== Segment start ==
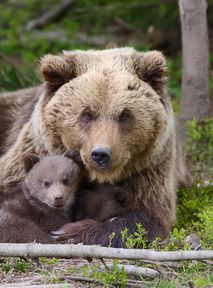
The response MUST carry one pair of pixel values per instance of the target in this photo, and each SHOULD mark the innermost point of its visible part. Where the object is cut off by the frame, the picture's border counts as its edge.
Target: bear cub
(40, 203)
(95, 201)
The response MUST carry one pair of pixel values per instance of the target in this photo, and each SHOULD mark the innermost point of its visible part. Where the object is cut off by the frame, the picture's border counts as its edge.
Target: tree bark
(195, 100)
(34, 250)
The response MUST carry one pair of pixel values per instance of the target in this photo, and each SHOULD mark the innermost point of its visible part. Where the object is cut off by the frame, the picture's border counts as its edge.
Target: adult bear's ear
(30, 161)
(151, 68)
(57, 69)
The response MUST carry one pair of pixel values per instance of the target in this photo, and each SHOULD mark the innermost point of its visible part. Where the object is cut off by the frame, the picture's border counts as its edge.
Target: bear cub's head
(51, 180)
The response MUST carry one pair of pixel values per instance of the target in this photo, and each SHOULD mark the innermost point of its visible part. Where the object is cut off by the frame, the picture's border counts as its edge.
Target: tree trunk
(195, 100)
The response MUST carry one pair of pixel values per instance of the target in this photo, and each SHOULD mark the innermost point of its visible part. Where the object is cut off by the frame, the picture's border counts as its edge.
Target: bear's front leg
(90, 232)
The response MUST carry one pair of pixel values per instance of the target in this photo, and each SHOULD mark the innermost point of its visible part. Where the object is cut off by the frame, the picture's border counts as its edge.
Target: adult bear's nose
(101, 155)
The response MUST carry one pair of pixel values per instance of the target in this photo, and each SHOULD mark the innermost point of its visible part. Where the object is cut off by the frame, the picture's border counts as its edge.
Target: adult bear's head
(111, 105)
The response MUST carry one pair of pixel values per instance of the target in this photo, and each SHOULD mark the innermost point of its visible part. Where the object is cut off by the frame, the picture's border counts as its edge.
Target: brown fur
(116, 99)
(101, 202)
(31, 211)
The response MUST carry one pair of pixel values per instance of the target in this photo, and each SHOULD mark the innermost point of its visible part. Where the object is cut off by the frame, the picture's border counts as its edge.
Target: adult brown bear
(111, 106)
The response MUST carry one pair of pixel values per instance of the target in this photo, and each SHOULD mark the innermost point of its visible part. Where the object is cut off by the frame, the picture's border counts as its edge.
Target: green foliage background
(148, 24)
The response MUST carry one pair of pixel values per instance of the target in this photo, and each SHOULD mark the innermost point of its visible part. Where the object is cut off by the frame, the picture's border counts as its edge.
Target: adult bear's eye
(87, 115)
(46, 183)
(65, 181)
(125, 115)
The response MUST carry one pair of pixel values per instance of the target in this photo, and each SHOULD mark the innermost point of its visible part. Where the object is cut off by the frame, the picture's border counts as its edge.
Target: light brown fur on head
(53, 180)
(109, 109)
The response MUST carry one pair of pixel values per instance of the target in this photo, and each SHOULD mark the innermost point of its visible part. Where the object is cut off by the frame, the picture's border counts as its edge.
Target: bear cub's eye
(46, 183)
(65, 181)
(125, 115)
(87, 115)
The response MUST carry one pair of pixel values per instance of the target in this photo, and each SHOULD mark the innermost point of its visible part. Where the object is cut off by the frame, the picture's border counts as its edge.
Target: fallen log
(35, 250)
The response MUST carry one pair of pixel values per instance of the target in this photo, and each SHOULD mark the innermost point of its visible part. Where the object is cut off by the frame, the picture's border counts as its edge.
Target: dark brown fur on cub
(40, 203)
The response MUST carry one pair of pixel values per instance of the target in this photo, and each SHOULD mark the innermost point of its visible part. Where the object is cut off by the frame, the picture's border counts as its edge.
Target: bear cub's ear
(30, 161)
(151, 68)
(57, 69)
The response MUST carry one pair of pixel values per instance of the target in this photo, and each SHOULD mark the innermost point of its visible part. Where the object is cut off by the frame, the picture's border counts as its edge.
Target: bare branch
(35, 250)
(52, 15)
(195, 100)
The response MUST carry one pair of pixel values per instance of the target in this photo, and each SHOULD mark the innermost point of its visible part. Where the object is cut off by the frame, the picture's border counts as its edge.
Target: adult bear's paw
(85, 231)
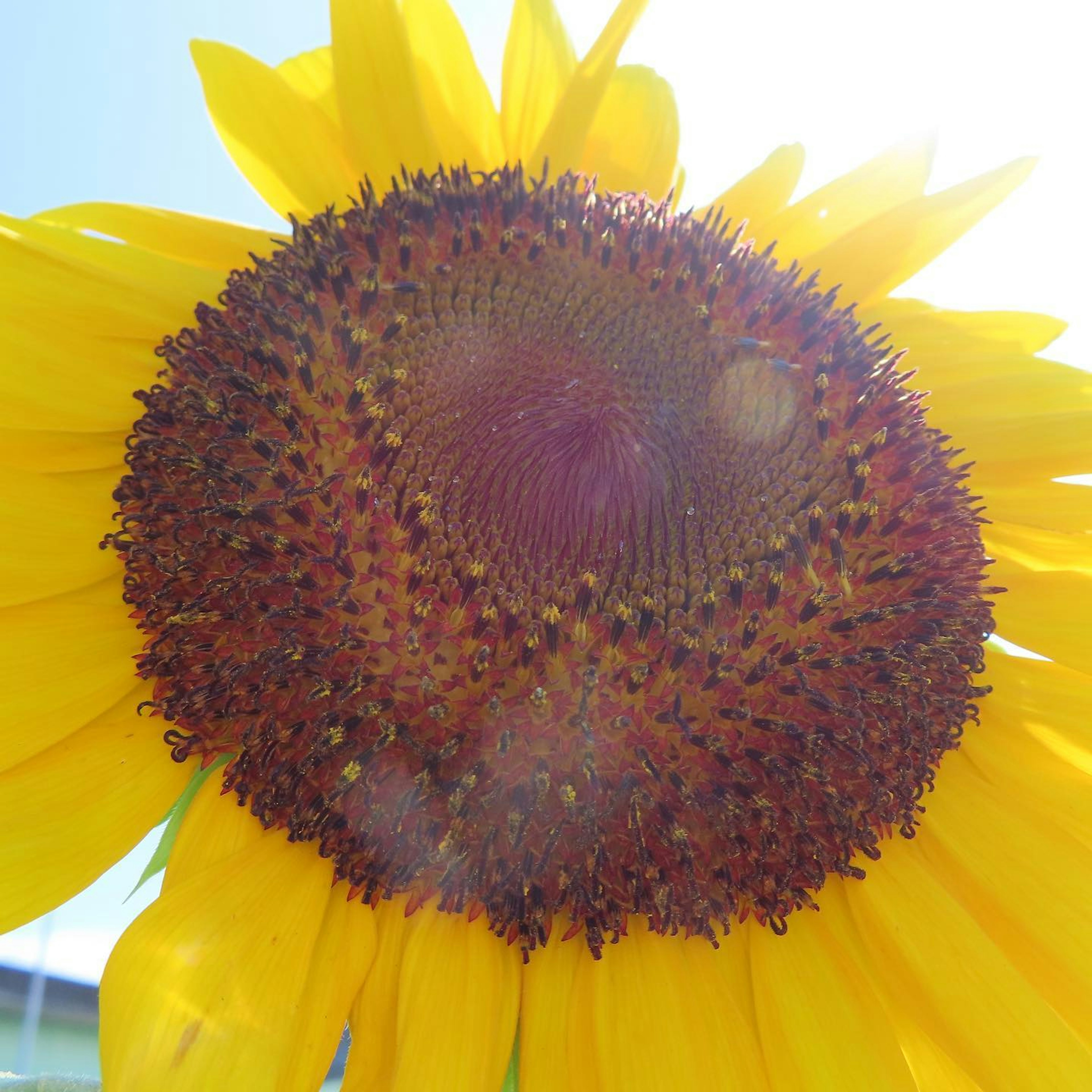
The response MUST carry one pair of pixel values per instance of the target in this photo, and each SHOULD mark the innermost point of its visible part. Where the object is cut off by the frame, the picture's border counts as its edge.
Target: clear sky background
(101, 102)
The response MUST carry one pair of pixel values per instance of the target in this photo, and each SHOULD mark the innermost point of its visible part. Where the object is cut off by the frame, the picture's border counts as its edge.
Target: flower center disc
(538, 551)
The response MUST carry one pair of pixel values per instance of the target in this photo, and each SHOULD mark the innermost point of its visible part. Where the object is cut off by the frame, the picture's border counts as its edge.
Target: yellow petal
== Segment end ==
## [EXERCISE PROMPT]
Repeat the material verbatim but without any of its pictures.

## [EXPECTED ANSWER]
The response MUST carry one pair of pixel values per instance of the target in this photo, and each SHOULD mark the innermost point of its visible part. Where the object is cut off by the frame, the picture's border counts as its edge.
Target: bear cub
(40, 203)
(95, 201)
The response MUST carry one pair of pixel values per instance of the target in this photo, and each SHOULD mark the innermost point of its visible part. Where the object is cut off by the frame, the picture's border counts as its edge.
Target: tree bark
(195, 100)
(34, 250)
The response MUST carry one pair of pixel values per instance of the target in this photo, and each SHOULD mark the innermost point of its visible part. Where the object is cut off by the frame, the picture's border counts as its edge.
Target: adult bear's ear
(30, 161)
(151, 68)
(57, 69)
The response MUST carry one pair of pixel values per instance of the target in this photo, and each SHOULD mark the innermost point of its visible part. Where the object is cut off by the frame, the picture's border counts as its edge.
Target: bear cub's head
(51, 180)
The response MUST carry one pair of pixel values per instance of the target in this photo, and each SHOULD mark the innermost point of its visible part. Where the object is cut off by the frame, the picture's border counts as its edge.
Target: tree trunk
(195, 100)
The response MUST carry one pair of pixel values per instance of the target in this photo, and each SHOULD mark the innermost point of its visible part. Where the object is cut off by the frame, the picture's border counts as its edge.
Target: bear's front leg
(90, 232)
The response MUST carry one pair of pixel values per instance of the target in this photo, and each SHOULD mark the innermost point of its visible part. Where the object is cut off by the frame, the picture's border counts as its edge.
Target: adult bear's nose
(101, 155)
The response MUST carry one pair of pixel values per instance of the target in this photo, and each SHOULD mark the innermost point of its visible part. Where the object is cut off by the frame, the picture's border counts as its edge.
Target: adult bear's head
(111, 105)
The response MUST carry one pair of pixel values per instance of the target in this photo, and each SHOULD mark the innermost point of its visible part. Where the object is cut off by the frame, the picture's border counts as its edge.
Target: brown fur
(116, 99)
(101, 202)
(31, 211)
The response MUST carry one pair of pixel values per instance of the target in this photo, and each SHOULD mark the innermost point of its visible part. Where the object is cut off by the frame, the picture's border counts as its edge.
Target: adult brown bear
(111, 106)
The response MUST carry one pair of pixel values per instance of the target in this photo, and each SHOULD mark the innermost point of its visible part. Where the object is cut off by the frame, the picture's border counts as its edge.
Target: green foliage background
(148, 24)
The response MUST carry one pair of pixel values per instance of the target in this photo, and each SHOULD mark the innermost point of its visible part. Where the object is cut off by the frame, the picture's border counts as its edge.
Target: adult bear's eye
(87, 115)
(46, 183)
(65, 181)
(125, 115)
The response MUST carry one pair of pixel values per instance of the target in this photo, and each SHOULD mark the innermost point of its visible part. Where the object is cut off by the frame, the picture's border counts as its edge.
Target: light brown fur on head
(53, 180)
(109, 109)
The response MUST carry one pair of pixel values per instance of the target in this photo, and each SHOULD mark the innermost point of its visible part. Where the object is cut off by the frame, the picture's border counts as its edge.
Target: bear cub's eye
(46, 183)
(65, 181)
(125, 115)
(87, 115)
The response MUST carry one pair of pixel values per instance of the target in this photo, and each SHOULD mark the innermost point of its visible part. Where the object is cut off by the frame, the picture's border counts as its edge.
Target: fallen log
(35, 250)
The response MUST carry one pair of pixel values per instance of the target in this photo, and each SHOULD mark the innermost point of its visible part. Where the object is cut off by the frame, the picture's border counts as its edge.
Target: dark brown fur on cub
(40, 203)
The response MUST carry one pair of pixel values per instance of the target in this photo, and each SHOULD mark the innermost point of its visible part. Where the object is cut off by the frame, the picture's border counts as its edge.
Target: bear cub's ear
(30, 161)
(151, 68)
(57, 69)
The response MUST carry one pair of pixel values per instance of the target in this photo, and each SHOULD mark the innermost point of its visible part. Where the object is cut off by the frame, the picture's border counts as its edge.
Target: bare branch
(35, 250)
(52, 15)
(195, 100)
The response MUST carry one pair of pixel values per instance of the target in this photo, and each SHOULD mark the innermost point of its visible part. Where the object is cut off by the frame, the picture's border counts as its edge.
Target: adult bear's paw
(85, 231)
The response MUST carry one pair of pixel values per instance of the target in this photo, and each SHOULD mark the innermost point of its visible part. Where the object is cut off by the frame, the picture's border counts as its edge.
Target: clear sky background
(101, 102)
The response MUST carry one pair of pixel values per instance of the target in this photo, and each SHOULD mark the innermost point of its visible part. Where the object is cut off by the frame, the picture's border counts as its edge.
Target: flower center disc
(538, 551)
The response MUST carry one pair of pixel values per instance of the target in this photo, and each SHOULD mark the innermost point of its visible part. Where the object is cut off by the frame, the picture's border counts as its edge.
Target: yellow petal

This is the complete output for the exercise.